*Work to be completed*. Reproduce the stretch of the BMW i3 article from "The i3 will go" through "Giga and Tera.", word for word.

BMW i3 Electric Car Made Official Worldwide
Today marked what BMW hopes was a momentous day in its history, and especially the era of the electric vehicle. In a high stakes bid for electric vehicle supremacy, BMW unveiled the production version of the electric i3 hatchback – the first of what the German automaker promises will be a complete range of alternative drive models to be sold under its new ‘i’ brand. Simultaneous presentations in London, New York and Beijing were witness to the reveal of the innovative and much anticipated electric car. Unlike most cars today, the production version of the contemporary-styled hatchback managed to stay true to the concept displayed at the 2011 Frankfurt Motor Show. The most prominent change from the concept came in way of a five door bodystyle in place of the original three door arrangement, for obvious added practicality and ease of entry to the rear.
The i3 will go on sale in the US for $41,350 in the second quarter of 2014, exclusive of any state or federal incentives that could lower the price or the $925 destination fee. The i3 will be available with three trim levels at launch, which BMW is calling ‘Worlds’: Mega (standard in the US), Giga and Tera.

*Supplied information*.
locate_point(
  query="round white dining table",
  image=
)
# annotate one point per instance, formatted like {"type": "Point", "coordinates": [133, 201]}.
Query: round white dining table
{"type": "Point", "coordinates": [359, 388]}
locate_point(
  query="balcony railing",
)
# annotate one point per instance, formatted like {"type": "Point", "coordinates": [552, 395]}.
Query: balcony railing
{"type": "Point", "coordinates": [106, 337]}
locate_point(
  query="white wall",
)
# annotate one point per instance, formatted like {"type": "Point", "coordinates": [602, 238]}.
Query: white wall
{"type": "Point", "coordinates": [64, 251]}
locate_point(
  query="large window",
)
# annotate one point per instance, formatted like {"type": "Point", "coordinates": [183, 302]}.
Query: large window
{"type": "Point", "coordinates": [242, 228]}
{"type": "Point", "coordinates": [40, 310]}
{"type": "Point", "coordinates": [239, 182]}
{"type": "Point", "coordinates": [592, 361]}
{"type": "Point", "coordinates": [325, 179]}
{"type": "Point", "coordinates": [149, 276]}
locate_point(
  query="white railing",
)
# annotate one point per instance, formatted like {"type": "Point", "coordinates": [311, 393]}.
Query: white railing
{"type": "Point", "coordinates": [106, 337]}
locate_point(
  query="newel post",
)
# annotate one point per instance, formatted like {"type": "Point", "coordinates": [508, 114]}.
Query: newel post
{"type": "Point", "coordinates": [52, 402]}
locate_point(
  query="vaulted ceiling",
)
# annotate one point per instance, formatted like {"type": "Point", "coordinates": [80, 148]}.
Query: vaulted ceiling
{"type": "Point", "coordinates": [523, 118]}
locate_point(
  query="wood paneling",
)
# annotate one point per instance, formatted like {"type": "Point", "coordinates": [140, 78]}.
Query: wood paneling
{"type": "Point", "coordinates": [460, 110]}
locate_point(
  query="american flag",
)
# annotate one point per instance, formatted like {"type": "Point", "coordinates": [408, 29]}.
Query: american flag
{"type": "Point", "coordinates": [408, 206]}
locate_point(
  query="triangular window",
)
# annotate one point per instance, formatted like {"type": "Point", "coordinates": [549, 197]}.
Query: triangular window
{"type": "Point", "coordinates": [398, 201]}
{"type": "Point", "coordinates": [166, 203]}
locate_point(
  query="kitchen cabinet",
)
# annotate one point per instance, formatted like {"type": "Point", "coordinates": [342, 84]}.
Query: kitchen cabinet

*Reply*.
The i3 will go on sale in the US for $41,350 in the second quarter of 2014, exclusive of any state or federal incentives that could lower the price or the $925 destination fee. The i3 will be available with three trim levels at launch, which BMW is calling ‘Worlds’: Mega (standard in the US), Giga and Tera.